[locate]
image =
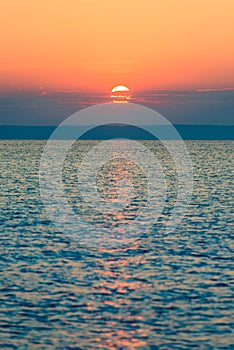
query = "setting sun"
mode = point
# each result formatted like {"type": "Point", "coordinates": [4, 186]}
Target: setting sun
{"type": "Point", "coordinates": [120, 94]}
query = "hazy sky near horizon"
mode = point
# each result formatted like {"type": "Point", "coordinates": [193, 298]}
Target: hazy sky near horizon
{"type": "Point", "coordinates": [94, 45]}
{"type": "Point", "coordinates": [178, 106]}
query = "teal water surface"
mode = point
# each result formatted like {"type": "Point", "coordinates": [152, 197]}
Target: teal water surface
{"type": "Point", "coordinates": [166, 291]}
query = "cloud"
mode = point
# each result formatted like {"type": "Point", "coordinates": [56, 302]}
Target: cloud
{"type": "Point", "coordinates": [201, 106]}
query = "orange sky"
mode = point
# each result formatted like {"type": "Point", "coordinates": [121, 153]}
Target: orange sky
{"type": "Point", "coordinates": [90, 44]}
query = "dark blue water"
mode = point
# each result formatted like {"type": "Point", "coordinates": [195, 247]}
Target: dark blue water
{"type": "Point", "coordinates": [164, 291]}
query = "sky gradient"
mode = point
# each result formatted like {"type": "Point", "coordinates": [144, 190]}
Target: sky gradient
{"type": "Point", "coordinates": [94, 45]}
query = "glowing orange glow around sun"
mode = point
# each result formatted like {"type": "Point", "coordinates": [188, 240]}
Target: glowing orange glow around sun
{"type": "Point", "coordinates": [120, 94]}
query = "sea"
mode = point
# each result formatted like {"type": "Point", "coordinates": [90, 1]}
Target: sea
{"type": "Point", "coordinates": [164, 290]}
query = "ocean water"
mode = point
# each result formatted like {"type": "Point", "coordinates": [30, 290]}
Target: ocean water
{"type": "Point", "coordinates": [162, 291]}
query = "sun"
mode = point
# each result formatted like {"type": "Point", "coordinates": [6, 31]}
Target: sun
{"type": "Point", "coordinates": [120, 94]}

━━━━━━━━━━━━━━━━

**What you should do**
Review the preceding data and report every line that includes the string "formatted".

**Solution**
# each result formatted like {"type": "Point", "coordinates": [4, 186]}
# each result formatted like {"type": "Point", "coordinates": [193, 298]}
# each result formatted like {"type": "Point", "coordinates": [152, 197]}
# each result formatted like {"type": "Point", "coordinates": [56, 302]}
# each result formatted like {"type": "Point", "coordinates": [121, 153]}
# each result formatted like {"type": "Point", "coordinates": [195, 247]}
# each result formatted like {"type": "Point", "coordinates": [144, 190]}
# each result formatted like {"type": "Point", "coordinates": [188, 240]}
# each result formatted like {"type": "Point", "coordinates": [90, 1]}
# each result formatted like {"type": "Point", "coordinates": [30, 290]}
# each result formatted like {"type": "Point", "coordinates": [6, 31]}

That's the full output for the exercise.